### What you are asked to do
Every record, from first to last, should be written out again exactly.

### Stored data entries
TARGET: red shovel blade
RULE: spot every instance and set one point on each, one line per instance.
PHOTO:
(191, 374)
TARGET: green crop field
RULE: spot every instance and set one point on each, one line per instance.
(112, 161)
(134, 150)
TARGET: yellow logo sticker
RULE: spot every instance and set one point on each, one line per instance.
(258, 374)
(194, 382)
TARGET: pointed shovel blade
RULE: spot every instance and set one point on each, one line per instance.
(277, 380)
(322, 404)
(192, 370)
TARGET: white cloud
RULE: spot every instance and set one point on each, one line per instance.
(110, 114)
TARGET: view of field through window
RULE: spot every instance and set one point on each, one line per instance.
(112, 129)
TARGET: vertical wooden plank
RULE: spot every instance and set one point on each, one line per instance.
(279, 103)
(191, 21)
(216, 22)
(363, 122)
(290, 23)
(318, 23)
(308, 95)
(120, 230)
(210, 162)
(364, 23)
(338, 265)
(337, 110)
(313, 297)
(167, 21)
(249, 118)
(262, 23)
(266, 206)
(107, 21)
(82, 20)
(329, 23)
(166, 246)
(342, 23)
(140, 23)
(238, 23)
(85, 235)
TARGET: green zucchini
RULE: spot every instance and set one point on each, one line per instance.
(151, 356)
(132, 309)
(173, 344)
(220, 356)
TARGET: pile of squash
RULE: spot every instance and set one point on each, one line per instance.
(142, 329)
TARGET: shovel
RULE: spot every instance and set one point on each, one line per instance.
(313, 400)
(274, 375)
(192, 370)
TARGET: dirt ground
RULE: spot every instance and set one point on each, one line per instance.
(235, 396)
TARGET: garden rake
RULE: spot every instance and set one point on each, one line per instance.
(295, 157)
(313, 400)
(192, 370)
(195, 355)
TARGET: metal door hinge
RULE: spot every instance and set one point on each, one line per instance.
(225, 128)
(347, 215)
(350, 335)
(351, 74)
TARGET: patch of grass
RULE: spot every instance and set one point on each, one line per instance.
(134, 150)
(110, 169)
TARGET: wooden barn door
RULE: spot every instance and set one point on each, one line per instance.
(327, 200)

### Solution
TARGET: red shovel blade
RULE: spot every instance and set one point on each, one line per instance.
PHOTO:
(191, 374)
TARGET: green crop field
RULE: spot every instance and set one point on each, one line per instance.
(112, 161)
(134, 150)
TARGET: yellow logo sticker
RULE: spot every instance and set one point on each, one line per instance.
(258, 374)
(194, 382)
TARGET: pointed shovel blade
RULE: spot every instance and set one point on each, one line per instance.
(277, 380)
(322, 404)
(192, 370)
TARGET: white cloud
RULE: spot every instance and set one point on each, one line per instance.
(110, 114)
TARGET: view of field through window
RULE: spot every instance and set one point on each, one line per instance.
(112, 129)
TARGET: vertical wooden plank
RULE: spot every instance and set one point on each, one line per instance.
(279, 103)
(191, 21)
(216, 22)
(363, 122)
(290, 23)
(318, 23)
(308, 95)
(120, 230)
(210, 162)
(364, 23)
(338, 265)
(337, 110)
(313, 297)
(167, 21)
(249, 118)
(262, 23)
(266, 206)
(107, 21)
(82, 20)
(329, 23)
(166, 246)
(342, 23)
(140, 23)
(238, 23)
(85, 235)
TARGET: green zucchini
RULE: spot every instance and set one point on each, one line per instance.
(151, 356)
(132, 309)
(173, 344)
(220, 356)
TARGET: pile of squash
RULE: spot every instance and set one point on each, one line per instance.
(142, 329)
TARGET: shovel
RULE: spot every instance and set one point on each, one line per instance.
(313, 400)
(274, 375)
(192, 370)
TARGET: dirt ground
RULE: spot every instance and set one point on each, one line per instance.
(235, 396)
TARGET: garden rake
RULE: spot every instance and set one point on each, one line per instance.
(295, 157)
(313, 400)
(192, 370)
(195, 355)
TARGET: metal door hinge
RULE: spot every instance and set one point on each, one line per instance.
(225, 128)
(347, 215)
(350, 335)
(351, 74)
TARGET: patch of grass
RULE: spot every instance and set one point on each, one line per instance.
(134, 150)
(110, 169)
TARGET: wooden barn door
RULE: spot every instance and set one point on each, one line per instance.
(327, 200)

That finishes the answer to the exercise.